Extract every line in the records below that contains the string "query". Matching is case-sensitive.

__PROVIDED DATA__
◇ ◇ ◇ ◇ ◇

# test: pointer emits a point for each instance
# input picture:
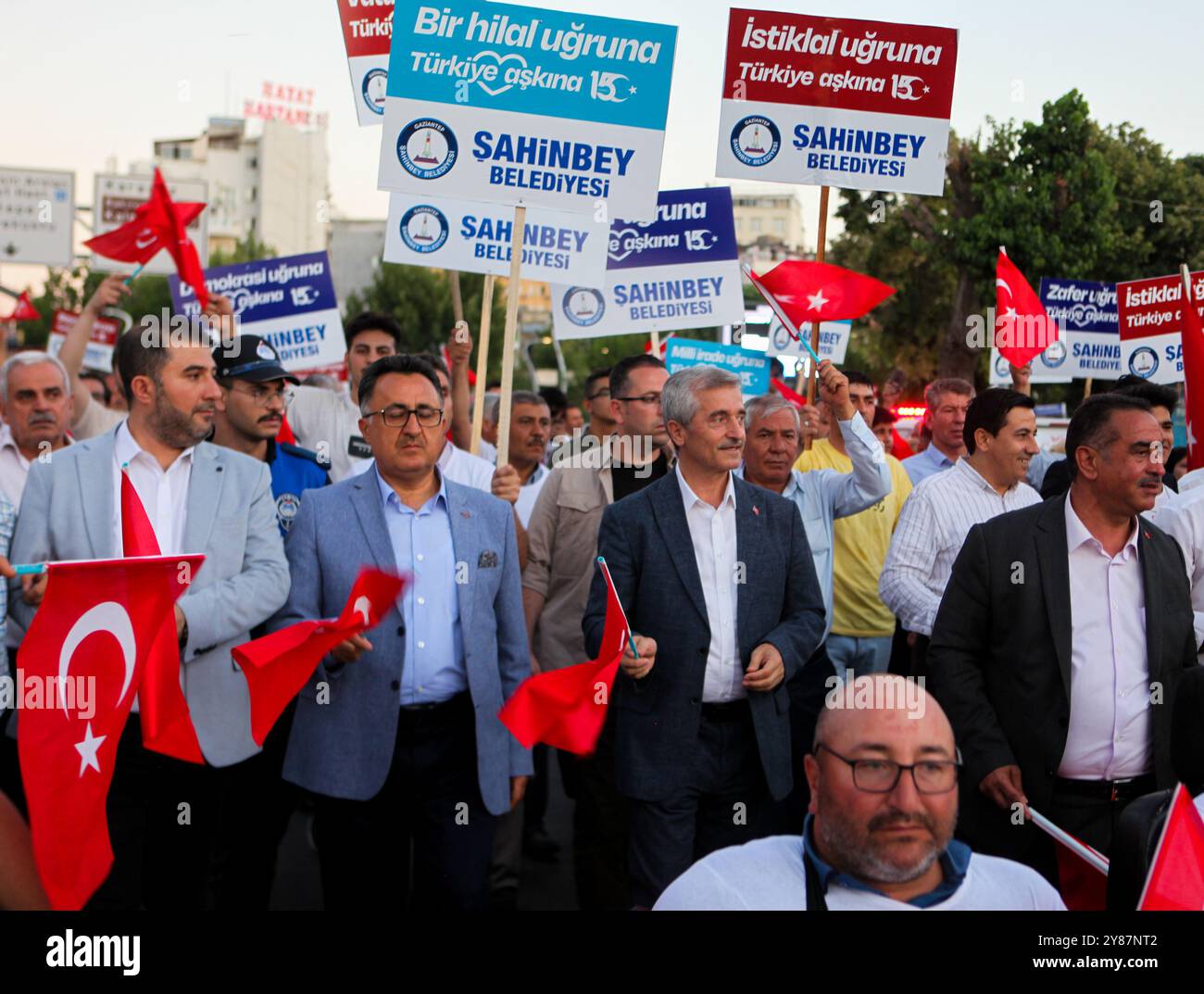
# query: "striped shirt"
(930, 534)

◇ ◇ ◇ ◇ ◇

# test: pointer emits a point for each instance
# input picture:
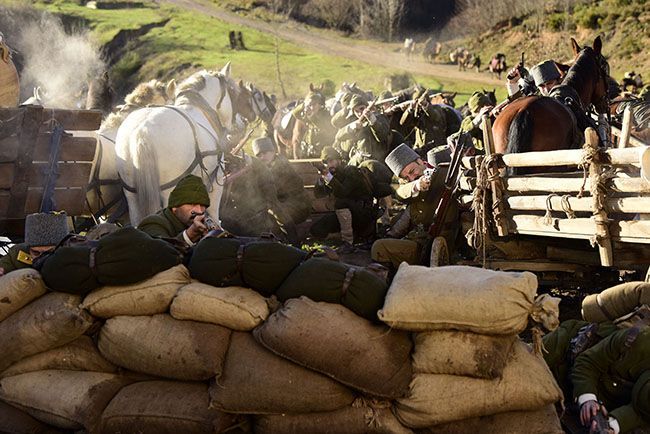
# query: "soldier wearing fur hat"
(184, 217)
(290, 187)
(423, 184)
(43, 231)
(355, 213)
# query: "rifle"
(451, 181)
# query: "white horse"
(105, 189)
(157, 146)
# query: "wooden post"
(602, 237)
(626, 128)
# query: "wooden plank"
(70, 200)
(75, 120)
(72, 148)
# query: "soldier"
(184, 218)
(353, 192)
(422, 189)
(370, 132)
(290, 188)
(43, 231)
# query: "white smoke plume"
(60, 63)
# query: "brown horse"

◇ ◇ ◇ ◇ ◇

__RESULT BELOW__
# query: "striped shirt"
# query: "soldier wearing fur hat"
# query: "rifle"
# query: "white horse"
# query: "wooden post"
# query: "wooden plank"
# query: "soldier"
# query: "white smoke plume"
# query: "brown horse"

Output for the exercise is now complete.